- [Exercise details]:
Can you turn the records, starting at the line that contains "light shade, a" and ending at the last line, into a Markdown table with the columns No. and Line, one numbered row per line and blank lines left out?

______________________________

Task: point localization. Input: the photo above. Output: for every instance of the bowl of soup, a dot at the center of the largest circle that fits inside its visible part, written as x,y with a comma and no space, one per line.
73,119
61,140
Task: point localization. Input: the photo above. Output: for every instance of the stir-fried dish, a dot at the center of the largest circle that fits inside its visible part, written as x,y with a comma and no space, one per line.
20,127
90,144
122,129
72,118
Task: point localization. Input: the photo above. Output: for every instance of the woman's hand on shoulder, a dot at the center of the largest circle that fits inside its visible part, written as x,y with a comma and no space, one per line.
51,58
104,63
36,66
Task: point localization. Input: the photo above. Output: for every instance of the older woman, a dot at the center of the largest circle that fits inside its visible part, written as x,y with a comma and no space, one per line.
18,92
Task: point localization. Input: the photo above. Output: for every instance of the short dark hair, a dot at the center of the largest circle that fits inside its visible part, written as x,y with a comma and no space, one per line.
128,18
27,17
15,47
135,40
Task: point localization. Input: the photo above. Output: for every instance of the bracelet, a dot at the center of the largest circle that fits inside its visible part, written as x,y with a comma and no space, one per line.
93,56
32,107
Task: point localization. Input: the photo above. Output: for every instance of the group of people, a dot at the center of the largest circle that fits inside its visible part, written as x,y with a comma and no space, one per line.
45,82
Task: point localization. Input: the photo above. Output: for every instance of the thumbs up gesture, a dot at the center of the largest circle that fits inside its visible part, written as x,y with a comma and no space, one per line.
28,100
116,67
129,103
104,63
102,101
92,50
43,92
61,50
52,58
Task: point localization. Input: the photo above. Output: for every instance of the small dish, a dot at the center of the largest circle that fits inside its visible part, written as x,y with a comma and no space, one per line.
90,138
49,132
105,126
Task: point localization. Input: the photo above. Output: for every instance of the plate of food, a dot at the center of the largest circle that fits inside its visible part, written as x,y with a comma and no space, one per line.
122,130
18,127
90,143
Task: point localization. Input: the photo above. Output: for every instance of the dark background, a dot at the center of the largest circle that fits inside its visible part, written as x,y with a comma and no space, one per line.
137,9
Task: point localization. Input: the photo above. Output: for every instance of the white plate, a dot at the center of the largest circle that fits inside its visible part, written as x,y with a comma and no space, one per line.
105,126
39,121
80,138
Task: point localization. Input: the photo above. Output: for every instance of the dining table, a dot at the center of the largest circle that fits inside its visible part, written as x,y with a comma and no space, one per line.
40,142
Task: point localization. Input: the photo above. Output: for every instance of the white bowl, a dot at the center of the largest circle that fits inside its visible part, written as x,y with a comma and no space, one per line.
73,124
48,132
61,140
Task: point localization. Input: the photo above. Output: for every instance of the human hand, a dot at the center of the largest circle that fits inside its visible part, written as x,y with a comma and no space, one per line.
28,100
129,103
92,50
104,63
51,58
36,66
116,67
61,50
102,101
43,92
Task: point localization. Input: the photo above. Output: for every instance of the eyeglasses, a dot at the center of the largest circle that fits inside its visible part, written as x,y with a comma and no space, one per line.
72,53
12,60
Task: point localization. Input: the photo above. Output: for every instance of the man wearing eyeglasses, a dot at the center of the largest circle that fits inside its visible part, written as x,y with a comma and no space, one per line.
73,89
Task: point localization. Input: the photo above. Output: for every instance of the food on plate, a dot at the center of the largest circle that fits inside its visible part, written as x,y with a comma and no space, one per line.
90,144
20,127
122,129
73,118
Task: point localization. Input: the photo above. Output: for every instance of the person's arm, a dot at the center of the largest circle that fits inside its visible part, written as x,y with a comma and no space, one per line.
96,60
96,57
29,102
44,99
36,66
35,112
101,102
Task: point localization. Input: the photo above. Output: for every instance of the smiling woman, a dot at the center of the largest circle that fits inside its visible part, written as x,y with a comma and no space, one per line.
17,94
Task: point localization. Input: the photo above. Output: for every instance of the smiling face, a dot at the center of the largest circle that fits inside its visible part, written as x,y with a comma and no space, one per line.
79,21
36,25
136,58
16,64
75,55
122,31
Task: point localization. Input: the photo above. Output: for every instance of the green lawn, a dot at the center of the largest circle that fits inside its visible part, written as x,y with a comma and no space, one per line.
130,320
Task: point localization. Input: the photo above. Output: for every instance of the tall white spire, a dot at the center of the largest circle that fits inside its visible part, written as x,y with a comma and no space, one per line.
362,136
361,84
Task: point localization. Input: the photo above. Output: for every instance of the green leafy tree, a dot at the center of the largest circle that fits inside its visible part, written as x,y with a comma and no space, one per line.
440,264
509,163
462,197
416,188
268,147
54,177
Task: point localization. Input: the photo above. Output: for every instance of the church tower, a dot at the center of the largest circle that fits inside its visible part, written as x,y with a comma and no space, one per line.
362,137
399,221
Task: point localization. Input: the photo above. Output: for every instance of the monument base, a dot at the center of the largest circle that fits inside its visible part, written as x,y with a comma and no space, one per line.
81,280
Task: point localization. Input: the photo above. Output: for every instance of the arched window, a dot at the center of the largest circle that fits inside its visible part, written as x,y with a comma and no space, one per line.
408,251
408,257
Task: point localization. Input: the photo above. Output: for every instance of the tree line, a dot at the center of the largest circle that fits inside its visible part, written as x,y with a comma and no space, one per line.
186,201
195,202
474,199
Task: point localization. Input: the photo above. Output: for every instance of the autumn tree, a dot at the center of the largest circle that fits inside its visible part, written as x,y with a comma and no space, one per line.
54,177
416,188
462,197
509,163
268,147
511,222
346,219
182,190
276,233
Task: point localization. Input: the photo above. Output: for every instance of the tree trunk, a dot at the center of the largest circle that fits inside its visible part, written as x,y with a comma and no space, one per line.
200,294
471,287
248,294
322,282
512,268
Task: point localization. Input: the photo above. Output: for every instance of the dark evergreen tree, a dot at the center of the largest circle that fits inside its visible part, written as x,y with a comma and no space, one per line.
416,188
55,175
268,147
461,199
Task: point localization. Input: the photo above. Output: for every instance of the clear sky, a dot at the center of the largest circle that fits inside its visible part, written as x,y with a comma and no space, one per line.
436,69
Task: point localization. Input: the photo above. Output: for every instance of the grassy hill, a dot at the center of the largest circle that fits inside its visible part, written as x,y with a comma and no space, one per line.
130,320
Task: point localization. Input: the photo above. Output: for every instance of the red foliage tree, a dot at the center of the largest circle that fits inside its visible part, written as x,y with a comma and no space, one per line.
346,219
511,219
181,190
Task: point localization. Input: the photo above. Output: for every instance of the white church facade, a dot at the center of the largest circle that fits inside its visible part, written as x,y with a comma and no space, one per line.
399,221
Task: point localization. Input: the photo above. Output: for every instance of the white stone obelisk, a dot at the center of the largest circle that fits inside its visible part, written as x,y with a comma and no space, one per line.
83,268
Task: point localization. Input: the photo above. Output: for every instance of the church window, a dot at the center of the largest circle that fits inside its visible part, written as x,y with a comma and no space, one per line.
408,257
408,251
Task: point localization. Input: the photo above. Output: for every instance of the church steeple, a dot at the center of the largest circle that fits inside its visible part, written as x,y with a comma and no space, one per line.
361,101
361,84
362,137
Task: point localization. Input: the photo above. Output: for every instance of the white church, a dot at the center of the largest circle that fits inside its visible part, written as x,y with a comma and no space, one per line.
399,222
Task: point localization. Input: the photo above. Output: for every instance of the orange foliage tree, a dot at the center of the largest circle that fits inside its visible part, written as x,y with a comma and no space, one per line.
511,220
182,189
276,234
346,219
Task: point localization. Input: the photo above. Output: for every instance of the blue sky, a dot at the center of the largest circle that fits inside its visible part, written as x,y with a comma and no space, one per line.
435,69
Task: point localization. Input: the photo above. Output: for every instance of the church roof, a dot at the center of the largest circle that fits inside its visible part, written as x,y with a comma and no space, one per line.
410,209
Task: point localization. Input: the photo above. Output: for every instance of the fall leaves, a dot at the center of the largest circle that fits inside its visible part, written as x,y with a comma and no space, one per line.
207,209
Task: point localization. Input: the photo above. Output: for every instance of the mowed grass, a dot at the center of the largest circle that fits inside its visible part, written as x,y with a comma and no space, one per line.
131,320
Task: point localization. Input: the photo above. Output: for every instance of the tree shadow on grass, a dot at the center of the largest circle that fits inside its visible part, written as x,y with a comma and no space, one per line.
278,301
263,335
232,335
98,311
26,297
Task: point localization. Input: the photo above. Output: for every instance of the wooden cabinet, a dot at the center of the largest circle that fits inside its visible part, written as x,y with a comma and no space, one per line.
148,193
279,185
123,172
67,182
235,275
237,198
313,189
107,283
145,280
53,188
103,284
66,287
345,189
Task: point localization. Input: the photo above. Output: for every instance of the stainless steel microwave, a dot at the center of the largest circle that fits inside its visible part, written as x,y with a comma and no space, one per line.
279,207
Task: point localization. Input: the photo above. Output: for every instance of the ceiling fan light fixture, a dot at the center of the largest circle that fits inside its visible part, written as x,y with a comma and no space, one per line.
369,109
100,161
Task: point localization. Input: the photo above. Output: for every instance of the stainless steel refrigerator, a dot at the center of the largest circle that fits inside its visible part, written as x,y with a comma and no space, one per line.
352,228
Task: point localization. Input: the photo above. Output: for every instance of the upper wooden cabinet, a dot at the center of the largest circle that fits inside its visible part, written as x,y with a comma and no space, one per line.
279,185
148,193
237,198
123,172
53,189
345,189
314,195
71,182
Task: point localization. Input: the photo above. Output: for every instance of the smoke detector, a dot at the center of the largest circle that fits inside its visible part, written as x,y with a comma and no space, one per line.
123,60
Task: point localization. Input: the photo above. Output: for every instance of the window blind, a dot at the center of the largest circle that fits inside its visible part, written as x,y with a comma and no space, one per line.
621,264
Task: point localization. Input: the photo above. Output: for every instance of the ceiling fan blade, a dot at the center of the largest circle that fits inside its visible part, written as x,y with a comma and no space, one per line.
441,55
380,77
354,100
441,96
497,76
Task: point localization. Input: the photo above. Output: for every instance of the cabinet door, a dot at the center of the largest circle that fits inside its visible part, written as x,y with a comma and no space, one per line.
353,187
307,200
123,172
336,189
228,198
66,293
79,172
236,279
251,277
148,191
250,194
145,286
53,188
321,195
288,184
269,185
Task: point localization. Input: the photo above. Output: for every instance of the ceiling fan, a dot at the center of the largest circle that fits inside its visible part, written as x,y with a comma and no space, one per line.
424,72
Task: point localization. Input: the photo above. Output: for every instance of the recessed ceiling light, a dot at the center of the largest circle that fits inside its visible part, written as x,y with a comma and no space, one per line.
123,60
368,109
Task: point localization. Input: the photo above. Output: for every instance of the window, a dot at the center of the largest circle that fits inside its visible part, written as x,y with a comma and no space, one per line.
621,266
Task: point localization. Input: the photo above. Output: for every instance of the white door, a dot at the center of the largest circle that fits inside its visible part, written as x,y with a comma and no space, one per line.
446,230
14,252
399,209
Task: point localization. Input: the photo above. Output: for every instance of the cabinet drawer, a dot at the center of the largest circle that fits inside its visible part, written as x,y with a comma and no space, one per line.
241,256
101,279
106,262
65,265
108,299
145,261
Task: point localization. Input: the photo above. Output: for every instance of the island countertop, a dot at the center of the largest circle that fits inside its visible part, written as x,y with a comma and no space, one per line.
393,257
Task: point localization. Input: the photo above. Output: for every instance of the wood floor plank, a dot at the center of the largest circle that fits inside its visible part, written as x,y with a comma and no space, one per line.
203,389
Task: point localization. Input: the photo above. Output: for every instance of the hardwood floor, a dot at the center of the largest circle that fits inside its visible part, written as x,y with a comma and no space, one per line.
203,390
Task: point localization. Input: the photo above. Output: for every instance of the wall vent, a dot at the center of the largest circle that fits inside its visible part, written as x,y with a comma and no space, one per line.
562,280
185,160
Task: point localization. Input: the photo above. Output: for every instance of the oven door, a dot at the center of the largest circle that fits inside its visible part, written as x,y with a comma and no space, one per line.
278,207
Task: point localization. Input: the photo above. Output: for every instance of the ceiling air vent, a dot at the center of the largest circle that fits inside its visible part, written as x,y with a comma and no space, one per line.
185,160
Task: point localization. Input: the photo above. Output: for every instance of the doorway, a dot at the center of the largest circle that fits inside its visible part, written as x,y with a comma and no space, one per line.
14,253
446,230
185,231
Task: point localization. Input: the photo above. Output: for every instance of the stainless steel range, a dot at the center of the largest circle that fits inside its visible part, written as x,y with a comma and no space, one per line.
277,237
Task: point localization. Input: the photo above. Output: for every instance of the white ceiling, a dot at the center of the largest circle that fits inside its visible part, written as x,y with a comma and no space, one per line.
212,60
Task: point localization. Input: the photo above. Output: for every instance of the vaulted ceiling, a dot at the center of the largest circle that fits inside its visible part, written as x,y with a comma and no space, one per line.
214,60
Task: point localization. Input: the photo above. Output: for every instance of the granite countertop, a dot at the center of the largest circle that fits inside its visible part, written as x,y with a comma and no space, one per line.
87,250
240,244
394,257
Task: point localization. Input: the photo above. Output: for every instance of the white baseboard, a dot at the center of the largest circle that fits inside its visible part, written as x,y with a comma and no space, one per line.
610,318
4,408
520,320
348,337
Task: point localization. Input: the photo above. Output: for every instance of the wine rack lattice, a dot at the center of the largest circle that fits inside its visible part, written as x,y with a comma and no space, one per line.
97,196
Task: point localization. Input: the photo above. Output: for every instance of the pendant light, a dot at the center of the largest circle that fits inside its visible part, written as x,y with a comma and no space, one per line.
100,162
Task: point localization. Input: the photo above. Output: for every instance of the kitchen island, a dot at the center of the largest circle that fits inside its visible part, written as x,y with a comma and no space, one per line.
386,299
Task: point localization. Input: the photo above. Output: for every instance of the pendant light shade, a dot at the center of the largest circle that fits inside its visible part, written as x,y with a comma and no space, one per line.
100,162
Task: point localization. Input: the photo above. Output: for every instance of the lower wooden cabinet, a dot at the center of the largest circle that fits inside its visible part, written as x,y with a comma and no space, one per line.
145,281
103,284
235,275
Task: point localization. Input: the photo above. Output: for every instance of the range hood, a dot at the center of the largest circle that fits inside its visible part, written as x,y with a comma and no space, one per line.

______________________________

- [Correct result]:
| No. | Line |
|---|---|
| 1 | Task: point localization. Input: the photo above. Output: for every instance of the pendant light shade, a dot at the center of the largest circle that fits inside its visible part, written as x,y with a comma and no space, one per line. |
| 2 | 100,162 |
| 3 | Task: point localization. Input: the photo above. Output: for every instance of the lower wooden cabinet, a dot at the center of the largest circle that fits inside its visible part, written as x,y with a comma and no space, one per line. |
| 4 | 145,281 |
| 5 | 103,284 |
| 6 | 235,275 |
| 7 | Task: point localization. Input: the photo above. Output: for every instance of the range hood, a dot at the center of the largest circle that fits inside its visible part, written as x,y with a comma and no space, one per line. |